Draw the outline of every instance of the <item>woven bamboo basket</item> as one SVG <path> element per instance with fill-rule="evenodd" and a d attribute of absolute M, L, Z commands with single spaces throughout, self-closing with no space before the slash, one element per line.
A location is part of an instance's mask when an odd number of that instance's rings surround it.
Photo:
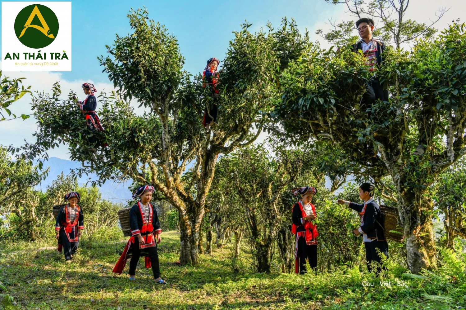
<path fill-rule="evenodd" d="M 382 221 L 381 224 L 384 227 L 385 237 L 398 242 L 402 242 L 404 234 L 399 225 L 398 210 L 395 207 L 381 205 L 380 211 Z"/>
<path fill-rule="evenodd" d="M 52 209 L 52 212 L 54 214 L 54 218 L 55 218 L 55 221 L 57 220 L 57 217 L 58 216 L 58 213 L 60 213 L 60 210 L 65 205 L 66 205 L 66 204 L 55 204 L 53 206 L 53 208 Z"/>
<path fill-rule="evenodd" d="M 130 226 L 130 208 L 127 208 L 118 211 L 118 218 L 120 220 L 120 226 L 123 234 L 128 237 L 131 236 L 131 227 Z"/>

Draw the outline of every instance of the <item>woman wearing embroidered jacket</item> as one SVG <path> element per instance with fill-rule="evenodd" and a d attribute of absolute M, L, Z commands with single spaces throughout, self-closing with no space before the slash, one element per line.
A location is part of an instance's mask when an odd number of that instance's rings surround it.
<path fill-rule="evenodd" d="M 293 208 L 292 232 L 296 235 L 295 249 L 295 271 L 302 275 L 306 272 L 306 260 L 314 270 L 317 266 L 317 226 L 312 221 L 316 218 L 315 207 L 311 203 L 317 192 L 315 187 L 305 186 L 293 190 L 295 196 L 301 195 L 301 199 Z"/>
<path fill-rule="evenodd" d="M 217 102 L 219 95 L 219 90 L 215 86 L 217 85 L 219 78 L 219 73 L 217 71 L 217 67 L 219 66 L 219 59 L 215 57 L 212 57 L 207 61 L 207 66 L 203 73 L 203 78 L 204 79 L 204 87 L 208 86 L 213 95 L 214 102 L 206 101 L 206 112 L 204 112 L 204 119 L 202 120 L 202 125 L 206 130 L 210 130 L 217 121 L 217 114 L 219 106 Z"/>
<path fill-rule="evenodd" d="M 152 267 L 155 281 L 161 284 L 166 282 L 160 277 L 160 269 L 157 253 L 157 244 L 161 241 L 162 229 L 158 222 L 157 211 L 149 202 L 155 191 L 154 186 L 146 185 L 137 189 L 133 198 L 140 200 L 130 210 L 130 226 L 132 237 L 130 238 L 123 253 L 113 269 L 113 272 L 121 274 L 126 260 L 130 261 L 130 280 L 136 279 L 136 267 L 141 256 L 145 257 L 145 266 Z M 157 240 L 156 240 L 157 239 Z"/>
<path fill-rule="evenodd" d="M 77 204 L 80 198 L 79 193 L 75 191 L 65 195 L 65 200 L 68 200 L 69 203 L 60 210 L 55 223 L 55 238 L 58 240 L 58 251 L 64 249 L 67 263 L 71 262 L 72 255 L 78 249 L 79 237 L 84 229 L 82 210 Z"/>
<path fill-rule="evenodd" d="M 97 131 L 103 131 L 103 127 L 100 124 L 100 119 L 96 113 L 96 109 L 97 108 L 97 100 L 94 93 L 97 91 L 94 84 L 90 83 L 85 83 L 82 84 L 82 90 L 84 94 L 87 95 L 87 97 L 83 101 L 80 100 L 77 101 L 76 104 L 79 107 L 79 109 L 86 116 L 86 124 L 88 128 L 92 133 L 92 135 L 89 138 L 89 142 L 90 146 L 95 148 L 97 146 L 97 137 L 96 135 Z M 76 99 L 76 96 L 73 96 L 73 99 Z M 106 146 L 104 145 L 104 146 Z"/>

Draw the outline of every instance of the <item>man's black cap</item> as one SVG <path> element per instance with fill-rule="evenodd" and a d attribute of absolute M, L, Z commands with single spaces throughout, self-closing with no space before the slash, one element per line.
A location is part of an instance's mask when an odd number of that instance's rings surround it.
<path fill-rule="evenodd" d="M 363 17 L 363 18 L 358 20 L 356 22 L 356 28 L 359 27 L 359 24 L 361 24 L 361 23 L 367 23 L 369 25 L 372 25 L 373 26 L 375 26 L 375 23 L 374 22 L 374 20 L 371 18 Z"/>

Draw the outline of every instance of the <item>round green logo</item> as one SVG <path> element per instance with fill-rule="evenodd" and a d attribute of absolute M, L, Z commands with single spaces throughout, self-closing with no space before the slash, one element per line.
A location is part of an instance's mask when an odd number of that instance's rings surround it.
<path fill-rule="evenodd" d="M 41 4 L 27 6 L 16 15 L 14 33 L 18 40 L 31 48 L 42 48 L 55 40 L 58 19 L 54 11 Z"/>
==
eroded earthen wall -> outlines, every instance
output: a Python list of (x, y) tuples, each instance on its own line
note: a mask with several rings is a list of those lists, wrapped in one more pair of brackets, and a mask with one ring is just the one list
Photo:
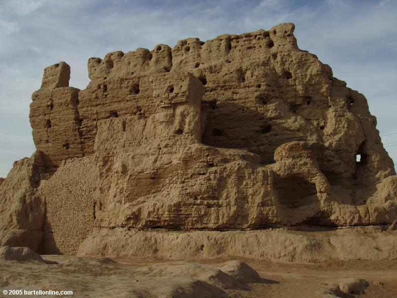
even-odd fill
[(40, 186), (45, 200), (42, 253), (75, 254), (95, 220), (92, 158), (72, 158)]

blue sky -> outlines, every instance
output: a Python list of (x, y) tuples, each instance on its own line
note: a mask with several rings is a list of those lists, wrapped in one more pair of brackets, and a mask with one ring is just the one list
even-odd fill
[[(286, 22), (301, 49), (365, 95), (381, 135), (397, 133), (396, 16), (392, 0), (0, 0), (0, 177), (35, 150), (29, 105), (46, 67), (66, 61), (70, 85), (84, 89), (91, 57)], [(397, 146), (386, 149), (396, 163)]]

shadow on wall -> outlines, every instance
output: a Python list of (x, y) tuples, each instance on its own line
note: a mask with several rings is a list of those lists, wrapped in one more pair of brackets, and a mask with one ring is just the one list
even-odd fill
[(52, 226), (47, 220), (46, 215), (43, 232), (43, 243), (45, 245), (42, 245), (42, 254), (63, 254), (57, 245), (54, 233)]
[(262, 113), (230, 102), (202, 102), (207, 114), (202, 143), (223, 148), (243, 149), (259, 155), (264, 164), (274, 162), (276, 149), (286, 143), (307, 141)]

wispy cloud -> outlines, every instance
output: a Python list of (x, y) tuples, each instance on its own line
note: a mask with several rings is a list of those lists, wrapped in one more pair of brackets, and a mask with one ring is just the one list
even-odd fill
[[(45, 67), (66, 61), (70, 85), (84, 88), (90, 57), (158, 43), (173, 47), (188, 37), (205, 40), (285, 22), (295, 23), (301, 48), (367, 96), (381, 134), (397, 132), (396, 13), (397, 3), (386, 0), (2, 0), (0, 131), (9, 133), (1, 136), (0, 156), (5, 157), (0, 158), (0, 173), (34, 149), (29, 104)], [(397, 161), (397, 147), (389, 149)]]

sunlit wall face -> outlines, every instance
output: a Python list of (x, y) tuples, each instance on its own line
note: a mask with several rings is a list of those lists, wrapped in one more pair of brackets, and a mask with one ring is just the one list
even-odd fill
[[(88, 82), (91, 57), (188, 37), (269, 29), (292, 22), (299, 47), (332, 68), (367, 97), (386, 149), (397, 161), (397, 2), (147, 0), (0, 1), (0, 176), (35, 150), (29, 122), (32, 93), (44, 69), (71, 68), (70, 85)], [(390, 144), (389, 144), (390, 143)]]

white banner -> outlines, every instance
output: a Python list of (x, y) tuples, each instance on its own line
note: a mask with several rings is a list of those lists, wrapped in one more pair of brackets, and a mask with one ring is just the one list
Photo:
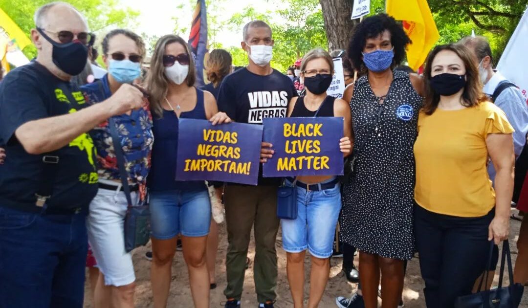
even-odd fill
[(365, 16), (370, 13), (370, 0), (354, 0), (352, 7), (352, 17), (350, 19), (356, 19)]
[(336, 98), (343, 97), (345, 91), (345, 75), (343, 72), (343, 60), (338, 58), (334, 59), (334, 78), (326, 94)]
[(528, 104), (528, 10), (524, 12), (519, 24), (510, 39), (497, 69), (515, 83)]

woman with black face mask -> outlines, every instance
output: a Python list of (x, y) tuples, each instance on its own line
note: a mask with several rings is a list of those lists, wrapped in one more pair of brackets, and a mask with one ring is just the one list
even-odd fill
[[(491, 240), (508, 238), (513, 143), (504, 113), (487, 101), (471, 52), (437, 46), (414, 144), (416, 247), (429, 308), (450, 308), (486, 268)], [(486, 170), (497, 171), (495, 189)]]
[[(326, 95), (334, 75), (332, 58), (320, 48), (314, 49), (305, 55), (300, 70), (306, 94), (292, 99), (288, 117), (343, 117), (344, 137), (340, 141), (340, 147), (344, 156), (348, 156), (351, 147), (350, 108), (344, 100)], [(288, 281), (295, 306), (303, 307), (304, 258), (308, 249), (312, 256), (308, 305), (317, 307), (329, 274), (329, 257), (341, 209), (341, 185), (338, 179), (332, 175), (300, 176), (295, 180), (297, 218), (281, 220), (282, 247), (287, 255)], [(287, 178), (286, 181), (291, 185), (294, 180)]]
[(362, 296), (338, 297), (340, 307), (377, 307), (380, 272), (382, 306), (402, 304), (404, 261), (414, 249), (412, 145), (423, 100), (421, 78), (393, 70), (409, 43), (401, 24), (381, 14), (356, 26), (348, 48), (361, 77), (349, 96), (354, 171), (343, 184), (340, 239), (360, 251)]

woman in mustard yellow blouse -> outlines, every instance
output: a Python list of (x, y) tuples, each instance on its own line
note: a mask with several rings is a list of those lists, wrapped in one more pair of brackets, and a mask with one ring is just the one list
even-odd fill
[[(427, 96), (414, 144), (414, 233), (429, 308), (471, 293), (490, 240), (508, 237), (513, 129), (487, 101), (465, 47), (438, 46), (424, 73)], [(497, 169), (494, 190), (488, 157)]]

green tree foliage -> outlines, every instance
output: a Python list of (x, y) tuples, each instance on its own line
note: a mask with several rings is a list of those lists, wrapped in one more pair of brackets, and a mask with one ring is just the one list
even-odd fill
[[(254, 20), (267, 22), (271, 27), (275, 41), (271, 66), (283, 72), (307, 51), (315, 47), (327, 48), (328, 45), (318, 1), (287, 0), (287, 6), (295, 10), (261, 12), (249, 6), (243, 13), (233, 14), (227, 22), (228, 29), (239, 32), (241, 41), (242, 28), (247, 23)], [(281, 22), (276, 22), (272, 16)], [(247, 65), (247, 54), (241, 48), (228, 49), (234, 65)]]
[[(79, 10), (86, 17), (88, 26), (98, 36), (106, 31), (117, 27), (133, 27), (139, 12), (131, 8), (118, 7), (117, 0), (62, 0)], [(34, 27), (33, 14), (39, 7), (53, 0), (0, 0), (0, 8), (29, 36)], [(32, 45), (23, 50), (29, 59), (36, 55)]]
...
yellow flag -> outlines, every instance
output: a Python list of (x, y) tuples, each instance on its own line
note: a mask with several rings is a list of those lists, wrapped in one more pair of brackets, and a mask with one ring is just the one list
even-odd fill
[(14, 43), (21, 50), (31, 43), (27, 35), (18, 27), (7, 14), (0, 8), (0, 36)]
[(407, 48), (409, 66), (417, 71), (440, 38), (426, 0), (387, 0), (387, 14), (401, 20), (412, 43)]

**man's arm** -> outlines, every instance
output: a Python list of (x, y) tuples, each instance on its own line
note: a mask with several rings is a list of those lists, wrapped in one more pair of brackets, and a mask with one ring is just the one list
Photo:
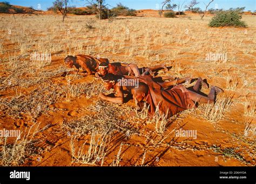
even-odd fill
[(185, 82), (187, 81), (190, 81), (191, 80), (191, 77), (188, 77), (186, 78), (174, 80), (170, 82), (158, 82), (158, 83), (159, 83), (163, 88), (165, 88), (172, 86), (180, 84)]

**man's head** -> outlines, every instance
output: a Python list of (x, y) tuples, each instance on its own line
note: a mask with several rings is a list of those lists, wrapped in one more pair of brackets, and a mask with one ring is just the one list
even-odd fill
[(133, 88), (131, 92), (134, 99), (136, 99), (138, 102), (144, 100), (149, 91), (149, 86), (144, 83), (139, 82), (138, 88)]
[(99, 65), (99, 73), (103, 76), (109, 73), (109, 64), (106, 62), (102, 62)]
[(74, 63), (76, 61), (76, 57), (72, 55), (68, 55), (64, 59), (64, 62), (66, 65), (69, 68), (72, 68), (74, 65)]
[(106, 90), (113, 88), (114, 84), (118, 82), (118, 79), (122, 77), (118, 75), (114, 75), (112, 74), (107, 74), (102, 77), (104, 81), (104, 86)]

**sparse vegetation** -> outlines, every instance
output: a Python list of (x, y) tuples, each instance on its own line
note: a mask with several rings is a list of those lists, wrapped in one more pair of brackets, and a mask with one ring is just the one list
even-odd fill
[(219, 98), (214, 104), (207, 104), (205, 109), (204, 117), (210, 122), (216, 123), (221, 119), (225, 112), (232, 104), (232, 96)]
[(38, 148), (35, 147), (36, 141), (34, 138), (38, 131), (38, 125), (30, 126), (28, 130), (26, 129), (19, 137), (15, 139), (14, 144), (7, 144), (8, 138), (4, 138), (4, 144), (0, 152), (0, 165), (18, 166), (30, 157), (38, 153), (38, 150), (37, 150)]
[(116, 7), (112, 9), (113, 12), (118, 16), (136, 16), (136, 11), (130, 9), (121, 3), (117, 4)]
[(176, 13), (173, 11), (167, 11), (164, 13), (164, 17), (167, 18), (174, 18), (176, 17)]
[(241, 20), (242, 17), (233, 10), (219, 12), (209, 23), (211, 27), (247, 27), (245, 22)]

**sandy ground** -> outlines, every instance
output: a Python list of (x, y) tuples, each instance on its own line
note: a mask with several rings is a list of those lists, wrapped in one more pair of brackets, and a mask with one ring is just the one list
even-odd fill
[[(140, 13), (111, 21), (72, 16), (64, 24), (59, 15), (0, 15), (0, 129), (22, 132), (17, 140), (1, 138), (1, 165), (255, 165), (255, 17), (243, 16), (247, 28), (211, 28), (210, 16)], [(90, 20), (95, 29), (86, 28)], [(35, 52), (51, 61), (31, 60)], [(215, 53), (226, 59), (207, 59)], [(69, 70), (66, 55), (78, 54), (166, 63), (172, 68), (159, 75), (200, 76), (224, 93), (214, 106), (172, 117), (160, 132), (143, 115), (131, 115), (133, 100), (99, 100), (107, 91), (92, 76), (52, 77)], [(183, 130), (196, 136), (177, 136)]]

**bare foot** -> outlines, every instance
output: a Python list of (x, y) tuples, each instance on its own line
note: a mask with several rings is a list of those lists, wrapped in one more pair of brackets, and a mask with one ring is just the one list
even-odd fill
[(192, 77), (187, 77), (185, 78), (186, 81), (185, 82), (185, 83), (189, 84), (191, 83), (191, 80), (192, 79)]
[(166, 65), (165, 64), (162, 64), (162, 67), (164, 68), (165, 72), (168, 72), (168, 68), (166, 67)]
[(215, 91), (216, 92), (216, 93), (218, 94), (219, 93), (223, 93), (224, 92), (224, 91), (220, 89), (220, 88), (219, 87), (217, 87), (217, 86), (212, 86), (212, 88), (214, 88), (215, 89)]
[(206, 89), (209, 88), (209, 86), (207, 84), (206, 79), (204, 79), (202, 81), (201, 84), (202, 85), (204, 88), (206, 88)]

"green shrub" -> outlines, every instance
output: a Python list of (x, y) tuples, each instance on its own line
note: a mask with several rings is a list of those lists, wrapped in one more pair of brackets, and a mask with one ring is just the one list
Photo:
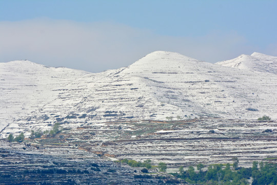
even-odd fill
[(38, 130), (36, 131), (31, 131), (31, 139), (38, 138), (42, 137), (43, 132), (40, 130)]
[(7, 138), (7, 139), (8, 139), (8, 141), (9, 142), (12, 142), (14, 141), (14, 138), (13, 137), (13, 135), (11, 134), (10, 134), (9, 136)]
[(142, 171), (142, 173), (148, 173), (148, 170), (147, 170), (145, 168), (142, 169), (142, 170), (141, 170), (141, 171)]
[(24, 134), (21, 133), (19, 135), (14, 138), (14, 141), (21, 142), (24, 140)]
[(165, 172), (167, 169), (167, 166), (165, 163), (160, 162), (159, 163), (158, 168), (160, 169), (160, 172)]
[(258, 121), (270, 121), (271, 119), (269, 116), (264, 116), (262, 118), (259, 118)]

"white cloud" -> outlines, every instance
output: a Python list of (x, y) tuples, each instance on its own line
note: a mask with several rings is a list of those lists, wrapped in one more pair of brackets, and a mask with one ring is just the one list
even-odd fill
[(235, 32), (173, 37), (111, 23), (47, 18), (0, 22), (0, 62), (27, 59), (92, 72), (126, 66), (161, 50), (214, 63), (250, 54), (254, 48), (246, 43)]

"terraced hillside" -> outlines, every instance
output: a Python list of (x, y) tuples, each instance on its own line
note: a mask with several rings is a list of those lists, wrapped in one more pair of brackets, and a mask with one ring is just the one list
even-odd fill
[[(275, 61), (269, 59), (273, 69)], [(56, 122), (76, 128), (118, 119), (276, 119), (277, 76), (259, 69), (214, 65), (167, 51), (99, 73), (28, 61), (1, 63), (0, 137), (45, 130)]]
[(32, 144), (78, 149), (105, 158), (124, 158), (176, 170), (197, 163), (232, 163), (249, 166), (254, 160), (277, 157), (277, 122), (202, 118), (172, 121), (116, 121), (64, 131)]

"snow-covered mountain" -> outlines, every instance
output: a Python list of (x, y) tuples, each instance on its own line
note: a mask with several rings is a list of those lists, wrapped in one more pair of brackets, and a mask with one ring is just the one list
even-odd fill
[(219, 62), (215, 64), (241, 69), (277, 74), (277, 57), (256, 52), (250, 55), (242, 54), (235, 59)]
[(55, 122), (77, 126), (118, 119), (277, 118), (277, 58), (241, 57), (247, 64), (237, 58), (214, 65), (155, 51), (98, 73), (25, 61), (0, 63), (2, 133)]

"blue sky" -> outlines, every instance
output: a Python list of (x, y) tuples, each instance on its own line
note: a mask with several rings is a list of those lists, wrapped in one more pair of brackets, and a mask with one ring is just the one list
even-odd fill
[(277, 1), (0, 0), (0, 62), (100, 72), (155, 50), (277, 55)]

▶ **Dettagli del compito**: Ricopia esattamente le righe comprese tra quella che contiene "Draw the outline of every instance of the <item>man's" e quella che contiene "41 4 L 27 6", entrambe incluse.

▶ **Risposta esercizio**:
Draw the outline of every instance of the <item>man's black cap</item> as one SVG <path> element per instance with fill-rule="evenodd" and a d attribute of absolute M, L, Z commands with single spaces throughout, self-closing with no space before the slash, one element per line.
A location is part of an instance's mask when an odd number of that instance's rings surround it.
<path fill-rule="evenodd" d="M 363 17 L 363 18 L 358 20 L 356 22 L 356 28 L 359 27 L 359 24 L 361 24 L 361 23 L 367 23 L 369 25 L 372 25 L 373 26 L 375 26 L 375 23 L 374 22 L 374 20 L 371 18 Z"/>

Draw the outline of every instance of the <item>round green logo</item> as one SVG <path> element per instance with fill-rule="evenodd" and a d attribute of absolute M, L, Z commands with single spaces throughout, self-closing with no space before the slash, one element per line.
A location is part of an instance's mask when an odd number of that instance's rings surround it.
<path fill-rule="evenodd" d="M 41 4 L 27 6 L 16 15 L 14 33 L 18 40 L 31 48 L 42 48 L 55 40 L 58 19 L 54 11 Z"/>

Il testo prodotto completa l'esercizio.